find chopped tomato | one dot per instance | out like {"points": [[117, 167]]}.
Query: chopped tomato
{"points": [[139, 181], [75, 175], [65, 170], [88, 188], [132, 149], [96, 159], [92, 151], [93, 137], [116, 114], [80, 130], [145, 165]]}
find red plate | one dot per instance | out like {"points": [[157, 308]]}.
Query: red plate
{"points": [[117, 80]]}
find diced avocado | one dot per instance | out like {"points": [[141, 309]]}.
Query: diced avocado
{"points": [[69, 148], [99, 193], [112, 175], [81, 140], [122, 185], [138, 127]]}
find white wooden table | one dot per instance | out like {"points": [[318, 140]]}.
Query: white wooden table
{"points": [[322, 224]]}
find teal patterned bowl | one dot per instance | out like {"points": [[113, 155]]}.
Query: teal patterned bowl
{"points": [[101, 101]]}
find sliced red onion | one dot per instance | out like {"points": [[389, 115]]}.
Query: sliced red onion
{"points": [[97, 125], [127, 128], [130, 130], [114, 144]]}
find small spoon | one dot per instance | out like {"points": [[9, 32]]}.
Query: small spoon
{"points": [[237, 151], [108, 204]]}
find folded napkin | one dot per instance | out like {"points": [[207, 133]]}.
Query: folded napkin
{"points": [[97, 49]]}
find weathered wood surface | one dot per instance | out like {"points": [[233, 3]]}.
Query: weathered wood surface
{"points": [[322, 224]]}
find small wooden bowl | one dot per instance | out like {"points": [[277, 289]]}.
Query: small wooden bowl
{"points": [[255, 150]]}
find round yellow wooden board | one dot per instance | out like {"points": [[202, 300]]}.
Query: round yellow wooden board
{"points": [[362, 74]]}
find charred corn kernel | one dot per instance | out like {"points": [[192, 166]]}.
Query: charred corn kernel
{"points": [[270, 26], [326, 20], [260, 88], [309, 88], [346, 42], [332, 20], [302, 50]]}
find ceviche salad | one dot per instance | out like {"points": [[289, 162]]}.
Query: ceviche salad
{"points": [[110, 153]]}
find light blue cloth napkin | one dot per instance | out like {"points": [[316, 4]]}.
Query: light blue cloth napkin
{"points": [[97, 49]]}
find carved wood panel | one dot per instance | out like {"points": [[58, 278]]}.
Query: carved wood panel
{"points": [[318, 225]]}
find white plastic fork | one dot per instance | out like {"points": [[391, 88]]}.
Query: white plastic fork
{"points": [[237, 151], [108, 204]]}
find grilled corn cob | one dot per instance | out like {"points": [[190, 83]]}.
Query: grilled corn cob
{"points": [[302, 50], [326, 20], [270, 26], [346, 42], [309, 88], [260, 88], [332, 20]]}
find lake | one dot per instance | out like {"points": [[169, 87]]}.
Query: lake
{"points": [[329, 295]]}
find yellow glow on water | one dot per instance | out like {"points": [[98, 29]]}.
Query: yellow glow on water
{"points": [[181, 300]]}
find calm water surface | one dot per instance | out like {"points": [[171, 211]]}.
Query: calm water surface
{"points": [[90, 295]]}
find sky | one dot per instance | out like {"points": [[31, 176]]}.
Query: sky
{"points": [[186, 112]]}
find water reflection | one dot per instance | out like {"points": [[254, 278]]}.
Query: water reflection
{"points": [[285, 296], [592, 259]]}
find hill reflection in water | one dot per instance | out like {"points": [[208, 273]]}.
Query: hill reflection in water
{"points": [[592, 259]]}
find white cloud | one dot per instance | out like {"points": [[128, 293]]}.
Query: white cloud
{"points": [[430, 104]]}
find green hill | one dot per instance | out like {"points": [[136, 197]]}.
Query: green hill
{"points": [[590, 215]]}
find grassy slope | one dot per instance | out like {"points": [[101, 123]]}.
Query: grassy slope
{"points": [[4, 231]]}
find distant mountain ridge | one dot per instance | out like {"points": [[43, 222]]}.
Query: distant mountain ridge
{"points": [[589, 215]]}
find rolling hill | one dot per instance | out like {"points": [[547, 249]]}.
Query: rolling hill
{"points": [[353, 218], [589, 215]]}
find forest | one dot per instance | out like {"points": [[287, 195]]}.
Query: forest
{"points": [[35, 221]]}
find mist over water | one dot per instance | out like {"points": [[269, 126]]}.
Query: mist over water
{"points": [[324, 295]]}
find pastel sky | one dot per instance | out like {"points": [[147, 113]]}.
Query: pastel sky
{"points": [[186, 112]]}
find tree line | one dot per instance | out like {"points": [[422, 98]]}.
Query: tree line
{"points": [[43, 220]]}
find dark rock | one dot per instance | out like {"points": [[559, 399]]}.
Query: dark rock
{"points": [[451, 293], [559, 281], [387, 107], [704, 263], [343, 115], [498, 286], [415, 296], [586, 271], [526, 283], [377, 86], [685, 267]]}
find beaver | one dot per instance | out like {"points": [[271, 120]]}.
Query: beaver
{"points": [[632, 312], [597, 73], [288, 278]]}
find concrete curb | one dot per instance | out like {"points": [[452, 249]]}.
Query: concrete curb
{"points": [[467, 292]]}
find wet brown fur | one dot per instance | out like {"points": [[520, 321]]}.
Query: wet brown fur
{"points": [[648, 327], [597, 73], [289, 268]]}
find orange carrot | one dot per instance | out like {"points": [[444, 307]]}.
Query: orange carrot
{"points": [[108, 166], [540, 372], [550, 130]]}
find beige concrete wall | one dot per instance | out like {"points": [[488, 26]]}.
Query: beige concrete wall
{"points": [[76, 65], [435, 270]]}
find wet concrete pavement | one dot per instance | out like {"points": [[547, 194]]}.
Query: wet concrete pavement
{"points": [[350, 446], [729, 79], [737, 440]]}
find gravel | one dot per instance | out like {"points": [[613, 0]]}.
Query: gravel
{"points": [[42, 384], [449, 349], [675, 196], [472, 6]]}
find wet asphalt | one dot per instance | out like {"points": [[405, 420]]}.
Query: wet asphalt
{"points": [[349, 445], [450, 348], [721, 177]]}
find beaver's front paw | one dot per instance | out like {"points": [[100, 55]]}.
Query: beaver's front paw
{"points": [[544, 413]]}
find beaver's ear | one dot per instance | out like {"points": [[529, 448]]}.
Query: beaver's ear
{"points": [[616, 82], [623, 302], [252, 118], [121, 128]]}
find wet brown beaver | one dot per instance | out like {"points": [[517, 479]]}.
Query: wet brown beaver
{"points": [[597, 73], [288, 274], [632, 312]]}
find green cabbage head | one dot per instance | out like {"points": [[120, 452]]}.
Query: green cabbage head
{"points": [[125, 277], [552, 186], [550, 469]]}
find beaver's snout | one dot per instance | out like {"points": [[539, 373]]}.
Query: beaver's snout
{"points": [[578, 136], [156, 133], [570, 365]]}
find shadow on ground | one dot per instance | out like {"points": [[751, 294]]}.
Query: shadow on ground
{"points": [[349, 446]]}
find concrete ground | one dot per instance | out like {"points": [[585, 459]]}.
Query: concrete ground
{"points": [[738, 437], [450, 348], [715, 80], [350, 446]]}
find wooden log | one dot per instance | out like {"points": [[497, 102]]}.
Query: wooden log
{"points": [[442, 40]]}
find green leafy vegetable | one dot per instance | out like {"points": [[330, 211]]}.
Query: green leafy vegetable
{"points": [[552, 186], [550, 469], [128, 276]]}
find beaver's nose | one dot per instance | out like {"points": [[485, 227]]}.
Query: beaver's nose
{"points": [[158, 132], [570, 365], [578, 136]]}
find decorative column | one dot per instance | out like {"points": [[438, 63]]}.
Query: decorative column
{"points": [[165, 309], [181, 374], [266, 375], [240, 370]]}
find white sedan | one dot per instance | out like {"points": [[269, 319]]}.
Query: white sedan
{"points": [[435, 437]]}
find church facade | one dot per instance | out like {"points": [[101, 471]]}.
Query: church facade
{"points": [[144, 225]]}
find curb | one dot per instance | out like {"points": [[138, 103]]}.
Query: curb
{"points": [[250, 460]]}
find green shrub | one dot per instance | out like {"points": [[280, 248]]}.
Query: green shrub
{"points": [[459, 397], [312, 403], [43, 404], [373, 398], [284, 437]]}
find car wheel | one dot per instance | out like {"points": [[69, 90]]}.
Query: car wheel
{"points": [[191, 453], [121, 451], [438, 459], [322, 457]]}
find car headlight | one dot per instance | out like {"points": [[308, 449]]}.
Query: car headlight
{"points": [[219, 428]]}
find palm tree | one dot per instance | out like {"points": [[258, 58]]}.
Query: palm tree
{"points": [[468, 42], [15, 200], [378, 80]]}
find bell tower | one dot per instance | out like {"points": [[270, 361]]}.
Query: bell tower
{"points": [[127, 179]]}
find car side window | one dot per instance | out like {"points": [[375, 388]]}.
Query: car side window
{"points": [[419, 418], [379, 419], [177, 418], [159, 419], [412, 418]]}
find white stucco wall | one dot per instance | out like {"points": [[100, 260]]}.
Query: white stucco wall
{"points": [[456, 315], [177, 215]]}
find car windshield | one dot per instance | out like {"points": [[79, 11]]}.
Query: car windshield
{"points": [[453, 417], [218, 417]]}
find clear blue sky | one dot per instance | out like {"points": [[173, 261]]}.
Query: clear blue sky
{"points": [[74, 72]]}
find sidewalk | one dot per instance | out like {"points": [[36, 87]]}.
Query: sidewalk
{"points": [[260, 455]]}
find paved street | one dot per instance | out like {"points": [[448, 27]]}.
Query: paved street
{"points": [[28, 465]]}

▬▬▬

Brief →
Repeat exactly the lines starting at the line with "find palm tree" and ending with the final line of the entries. Include nothing else.

Answer to the exercise →
find palm tree | one dot per instance | out like {"points": [[258, 58]]}.
Query: palm tree
{"points": [[468, 42], [15, 200], [378, 80]]}
find bell tower | one dot per instance | out like {"points": [[270, 361]]}.
Query: bell tower
{"points": [[127, 179]]}
find car side window | one dot per instance | out like {"points": [[375, 388]]}.
Query: car side window
{"points": [[419, 418], [379, 419], [177, 418], [159, 419], [412, 418]]}
find white stucco wall | one dot per instance | out like {"points": [[100, 260]]}.
Query: white stucco wall
{"points": [[456, 315], [177, 215]]}
find car windshield | one dot per instance | out like {"points": [[79, 11]]}.
Query: car windshield
{"points": [[453, 417], [218, 417]]}
find clear blue sky | one dot per instance | out like {"points": [[173, 261]]}.
Query: clear blue sky
{"points": [[74, 72]]}
find sidewalk | one dot per instance | out like {"points": [[36, 87]]}.
Query: sidewalk
{"points": [[260, 455]]}
find paved street | one dot per instance | out like {"points": [[448, 27]]}.
Query: paved street
{"points": [[28, 465]]}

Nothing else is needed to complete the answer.